Exercise prompt: In your answer, print every record exactly as it is written.
====== Supplied records
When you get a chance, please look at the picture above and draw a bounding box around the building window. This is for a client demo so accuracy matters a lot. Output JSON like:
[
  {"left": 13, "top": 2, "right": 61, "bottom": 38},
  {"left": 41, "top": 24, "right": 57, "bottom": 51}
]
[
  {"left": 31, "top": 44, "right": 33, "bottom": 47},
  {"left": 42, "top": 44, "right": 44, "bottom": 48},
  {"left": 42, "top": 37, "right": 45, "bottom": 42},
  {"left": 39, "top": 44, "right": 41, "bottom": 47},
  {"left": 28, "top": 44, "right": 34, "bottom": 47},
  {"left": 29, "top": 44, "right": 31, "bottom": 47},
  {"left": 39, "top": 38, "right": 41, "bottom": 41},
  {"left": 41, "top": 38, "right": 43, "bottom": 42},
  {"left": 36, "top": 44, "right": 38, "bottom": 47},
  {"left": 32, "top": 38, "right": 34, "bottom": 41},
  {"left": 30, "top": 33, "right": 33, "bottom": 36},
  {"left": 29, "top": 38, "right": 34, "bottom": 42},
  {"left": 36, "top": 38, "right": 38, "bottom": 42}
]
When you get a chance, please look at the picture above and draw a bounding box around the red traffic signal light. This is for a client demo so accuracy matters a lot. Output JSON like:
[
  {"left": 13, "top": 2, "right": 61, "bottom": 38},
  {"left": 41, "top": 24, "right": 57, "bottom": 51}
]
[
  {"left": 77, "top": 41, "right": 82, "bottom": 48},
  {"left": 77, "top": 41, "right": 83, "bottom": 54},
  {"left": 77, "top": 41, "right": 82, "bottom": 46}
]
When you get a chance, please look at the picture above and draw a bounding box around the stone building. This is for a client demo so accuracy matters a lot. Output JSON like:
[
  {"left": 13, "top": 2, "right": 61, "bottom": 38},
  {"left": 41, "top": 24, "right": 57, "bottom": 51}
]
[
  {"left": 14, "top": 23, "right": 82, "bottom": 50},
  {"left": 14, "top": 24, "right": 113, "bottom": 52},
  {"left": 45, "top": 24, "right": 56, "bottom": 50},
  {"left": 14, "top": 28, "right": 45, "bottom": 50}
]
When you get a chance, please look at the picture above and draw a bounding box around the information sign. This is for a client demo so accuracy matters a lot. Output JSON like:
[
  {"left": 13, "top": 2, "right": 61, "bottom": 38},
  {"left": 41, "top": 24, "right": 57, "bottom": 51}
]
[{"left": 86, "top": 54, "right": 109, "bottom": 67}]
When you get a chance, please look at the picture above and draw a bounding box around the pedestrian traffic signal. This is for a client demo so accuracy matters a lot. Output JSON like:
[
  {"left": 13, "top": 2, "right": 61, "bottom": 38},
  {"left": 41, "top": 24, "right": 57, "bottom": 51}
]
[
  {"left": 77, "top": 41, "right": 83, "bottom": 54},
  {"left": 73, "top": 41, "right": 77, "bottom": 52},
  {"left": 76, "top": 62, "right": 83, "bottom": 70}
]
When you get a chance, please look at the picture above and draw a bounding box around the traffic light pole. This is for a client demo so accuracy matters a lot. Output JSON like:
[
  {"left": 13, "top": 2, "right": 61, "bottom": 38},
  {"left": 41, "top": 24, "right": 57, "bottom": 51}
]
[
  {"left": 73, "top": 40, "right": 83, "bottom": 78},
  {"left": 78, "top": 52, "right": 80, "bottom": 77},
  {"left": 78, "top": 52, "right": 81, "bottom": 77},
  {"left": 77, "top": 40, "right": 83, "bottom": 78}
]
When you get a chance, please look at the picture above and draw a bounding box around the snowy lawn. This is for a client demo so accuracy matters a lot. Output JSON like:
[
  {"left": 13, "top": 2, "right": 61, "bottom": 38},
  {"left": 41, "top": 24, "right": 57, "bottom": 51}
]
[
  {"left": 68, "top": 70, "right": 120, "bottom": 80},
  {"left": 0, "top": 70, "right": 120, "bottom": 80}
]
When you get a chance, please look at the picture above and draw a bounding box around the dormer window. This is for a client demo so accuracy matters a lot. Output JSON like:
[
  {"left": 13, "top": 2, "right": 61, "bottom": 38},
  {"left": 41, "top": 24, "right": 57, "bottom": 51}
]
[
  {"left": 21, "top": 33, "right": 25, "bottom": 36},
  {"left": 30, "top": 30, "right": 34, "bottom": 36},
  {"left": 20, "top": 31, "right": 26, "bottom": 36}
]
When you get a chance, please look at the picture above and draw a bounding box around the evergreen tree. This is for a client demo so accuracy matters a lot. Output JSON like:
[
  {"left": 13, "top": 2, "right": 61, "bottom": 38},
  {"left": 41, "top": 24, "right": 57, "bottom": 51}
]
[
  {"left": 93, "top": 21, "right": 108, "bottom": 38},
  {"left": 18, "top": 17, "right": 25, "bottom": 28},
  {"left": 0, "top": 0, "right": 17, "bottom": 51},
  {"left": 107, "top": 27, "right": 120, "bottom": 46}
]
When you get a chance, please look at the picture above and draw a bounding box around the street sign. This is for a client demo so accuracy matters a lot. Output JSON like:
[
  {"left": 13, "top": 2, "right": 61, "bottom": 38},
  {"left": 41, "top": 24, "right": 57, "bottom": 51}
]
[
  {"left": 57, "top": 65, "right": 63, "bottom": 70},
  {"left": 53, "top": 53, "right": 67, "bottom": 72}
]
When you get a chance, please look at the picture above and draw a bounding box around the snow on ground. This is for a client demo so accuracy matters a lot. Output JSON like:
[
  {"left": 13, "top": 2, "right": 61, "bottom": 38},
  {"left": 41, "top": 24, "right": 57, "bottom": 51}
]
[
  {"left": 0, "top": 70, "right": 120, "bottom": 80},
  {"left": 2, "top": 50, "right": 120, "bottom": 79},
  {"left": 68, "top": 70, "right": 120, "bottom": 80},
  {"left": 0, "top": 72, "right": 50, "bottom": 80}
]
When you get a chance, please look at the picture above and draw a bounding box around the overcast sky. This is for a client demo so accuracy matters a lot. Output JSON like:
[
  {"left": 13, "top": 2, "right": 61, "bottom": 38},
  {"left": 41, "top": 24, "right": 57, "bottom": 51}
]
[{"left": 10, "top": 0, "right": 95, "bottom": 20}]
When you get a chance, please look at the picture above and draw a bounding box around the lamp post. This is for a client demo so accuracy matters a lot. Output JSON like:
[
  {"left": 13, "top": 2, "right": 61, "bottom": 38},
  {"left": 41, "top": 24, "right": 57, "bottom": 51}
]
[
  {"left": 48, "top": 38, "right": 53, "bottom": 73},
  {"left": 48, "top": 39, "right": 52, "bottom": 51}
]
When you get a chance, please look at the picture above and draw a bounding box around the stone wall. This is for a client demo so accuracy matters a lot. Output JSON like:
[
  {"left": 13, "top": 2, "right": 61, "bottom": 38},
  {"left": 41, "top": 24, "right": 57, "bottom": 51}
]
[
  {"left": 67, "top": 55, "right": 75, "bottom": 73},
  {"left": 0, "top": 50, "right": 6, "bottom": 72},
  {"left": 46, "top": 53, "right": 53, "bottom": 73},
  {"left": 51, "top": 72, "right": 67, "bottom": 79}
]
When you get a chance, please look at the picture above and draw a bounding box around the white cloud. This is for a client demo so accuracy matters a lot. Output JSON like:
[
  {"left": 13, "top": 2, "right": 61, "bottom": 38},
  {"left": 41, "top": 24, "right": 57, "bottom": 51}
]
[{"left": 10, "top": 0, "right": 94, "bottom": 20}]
============
Finished exercise:
When you get a chance, please look at the picture above and draw a bounding box around the building window. This is for a client demo so accuracy matters a lot. Output JSON like:
[
  {"left": 13, "top": 2, "right": 61, "bottom": 38},
  {"left": 41, "top": 24, "right": 57, "bottom": 51}
]
[
  {"left": 31, "top": 44, "right": 33, "bottom": 47},
  {"left": 42, "top": 44, "right": 44, "bottom": 48},
  {"left": 42, "top": 37, "right": 45, "bottom": 42},
  {"left": 39, "top": 44, "right": 41, "bottom": 47},
  {"left": 28, "top": 44, "right": 34, "bottom": 47},
  {"left": 29, "top": 44, "right": 31, "bottom": 47},
  {"left": 39, "top": 38, "right": 41, "bottom": 41},
  {"left": 41, "top": 38, "right": 43, "bottom": 42},
  {"left": 36, "top": 44, "right": 38, "bottom": 47},
  {"left": 32, "top": 38, "right": 34, "bottom": 41},
  {"left": 30, "top": 33, "right": 33, "bottom": 36},
  {"left": 29, "top": 38, "right": 34, "bottom": 42},
  {"left": 36, "top": 38, "right": 38, "bottom": 42}
]
When you get a chance, please look at the picture above and draw a bounding box around the red traffic signal light. This is for a client demo so accuracy matters a lot. Output JSON like:
[
  {"left": 13, "top": 2, "right": 61, "bottom": 38},
  {"left": 41, "top": 24, "right": 57, "bottom": 51}
]
[
  {"left": 77, "top": 41, "right": 82, "bottom": 48},
  {"left": 77, "top": 41, "right": 83, "bottom": 54},
  {"left": 77, "top": 41, "right": 82, "bottom": 46}
]
When you get a chance, please look at the picture above and draw a bounding box around the stone building. This is for a client demo so accuracy matters a lot. Output JSON like:
[
  {"left": 13, "top": 2, "right": 61, "bottom": 38},
  {"left": 41, "top": 24, "right": 57, "bottom": 51}
]
[
  {"left": 14, "top": 23, "right": 82, "bottom": 50},
  {"left": 14, "top": 24, "right": 113, "bottom": 52},
  {"left": 45, "top": 24, "right": 56, "bottom": 50},
  {"left": 14, "top": 28, "right": 45, "bottom": 50}
]
When you get a chance, please look at the picture above and draw a bounding box around the information sign. This is for a client demo so accuracy matters a lot. Output JSON like:
[
  {"left": 13, "top": 2, "right": 61, "bottom": 38},
  {"left": 41, "top": 24, "right": 57, "bottom": 51}
]
[{"left": 86, "top": 54, "right": 109, "bottom": 67}]
When you get a chance, please look at the picture above and draw a bounding box around the pedestrian traffic signal. This is for a client demo so accuracy matters a lot. Output JSON like:
[
  {"left": 13, "top": 2, "right": 61, "bottom": 38},
  {"left": 41, "top": 24, "right": 57, "bottom": 51}
]
[
  {"left": 77, "top": 41, "right": 83, "bottom": 54},
  {"left": 73, "top": 41, "right": 77, "bottom": 52},
  {"left": 76, "top": 62, "right": 83, "bottom": 70}
]
When you get a chance, please look at the picture above and draw a bounding box around the traffic light pole. This is for a client demo so accuracy matters a lot. Output JSON like:
[
  {"left": 13, "top": 2, "right": 61, "bottom": 38},
  {"left": 41, "top": 24, "right": 57, "bottom": 51}
]
[
  {"left": 73, "top": 40, "right": 83, "bottom": 78},
  {"left": 78, "top": 52, "right": 80, "bottom": 77},
  {"left": 78, "top": 52, "right": 81, "bottom": 77},
  {"left": 77, "top": 40, "right": 83, "bottom": 78}
]
When you get a chance, please look at the picture above and draw a bounding box around the snowy lawn. This is for a client demo so accuracy matters a lot. Output JSON like:
[
  {"left": 13, "top": 2, "right": 61, "bottom": 38},
  {"left": 41, "top": 24, "right": 57, "bottom": 51}
]
[
  {"left": 68, "top": 70, "right": 120, "bottom": 80},
  {"left": 0, "top": 70, "right": 120, "bottom": 80}
]
When you get a chance, please look at the picture above and draw a bounding box around the dormer window. This is for a client demo so accuracy matters a lot. Output JSON like:
[
  {"left": 13, "top": 2, "right": 61, "bottom": 38},
  {"left": 41, "top": 24, "right": 57, "bottom": 51}
]
[
  {"left": 21, "top": 33, "right": 25, "bottom": 36},
  {"left": 30, "top": 30, "right": 34, "bottom": 36},
  {"left": 20, "top": 31, "right": 26, "bottom": 36}
]
When you get a chance, please look at the picture above and draw a bounding box around the evergreen tree. This is for a client demo so accuracy matters a lot. Output JSON like:
[
  {"left": 13, "top": 2, "right": 61, "bottom": 38},
  {"left": 41, "top": 24, "right": 57, "bottom": 51}
]
[
  {"left": 93, "top": 21, "right": 108, "bottom": 38},
  {"left": 18, "top": 17, "right": 25, "bottom": 28},
  {"left": 0, "top": 0, "right": 17, "bottom": 51},
  {"left": 107, "top": 27, "right": 120, "bottom": 46}
]
When you get a chance, please look at the picture above and draw a bounding box around the street sign. This is for a client demo so accuracy matters a lot. Output JSON like:
[
  {"left": 13, "top": 2, "right": 61, "bottom": 38},
  {"left": 41, "top": 24, "right": 57, "bottom": 51}
]
[
  {"left": 57, "top": 65, "right": 63, "bottom": 70},
  {"left": 53, "top": 53, "right": 67, "bottom": 72}
]
When you get a chance, please look at the picture above and draw a bounding box around the snow on ground. This is for a client demo so accuracy matters a lot. Output JSON like:
[
  {"left": 13, "top": 2, "right": 61, "bottom": 38},
  {"left": 41, "top": 24, "right": 57, "bottom": 51}
]
[
  {"left": 0, "top": 70, "right": 120, "bottom": 80},
  {"left": 2, "top": 50, "right": 120, "bottom": 79},
  {"left": 68, "top": 70, "right": 120, "bottom": 80},
  {"left": 0, "top": 72, "right": 50, "bottom": 80}
]
When you get a chance, please look at the picture above and draw a bounding box around the overcast sky. This is for a client demo so accuracy matters a lot. Output JSON like:
[
  {"left": 13, "top": 2, "right": 61, "bottom": 38},
  {"left": 41, "top": 24, "right": 57, "bottom": 51}
]
[{"left": 10, "top": 0, "right": 95, "bottom": 20}]
When you get a chance, please look at the picture above and draw a bounding box around the lamp post. This is for a client demo so accuracy matters a lot. Output JSON like:
[
  {"left": 13, "top": 2, "right": 61, "bottom": 38},
  {"left": 41, "top": 24, "right": 57, "bottom": 51}
]
[
  {"left": 48, "top": 38, "right": 53, "bottom": 73},
  {"left": 48, "top": 39, "right": 52, "bottom": 51}
]
When you get a chance, please look at the picture above and draw a bounding box around the stone wall. This is for a client demo so accuracy matters a lot. Output JSON like:
[
  {"left": 13, "top": 2, "right": 61, "bottom": 38},
  {"left": 41, "top": 24, "right": 57, "bottom": 51}
]
[
  {"left": 67, "top": 55, "right": 75, "bottom": 73},
  {"left": 0, "top": 50, "right": 6, "bottom": 72},
  {"left": 46, "top": 53, "right": 53, "bottom": 73},
  {"left": 51, "top": 72, "right": 67, "bottom": 79}
]
When you get a chance, please look at the picture above and draw a bounding box around the white cloud. This is for a client demo so accuracy matters a lot. Output JSON like:
[
  {"left": 13, "top": 2, "right": 61, "bottom": 38},
  {"left": 41, "top": 24, "right": 57, "bottom": 51}
]
[{"left": 10, "top": 0, "right": 94, "bottom": 20}]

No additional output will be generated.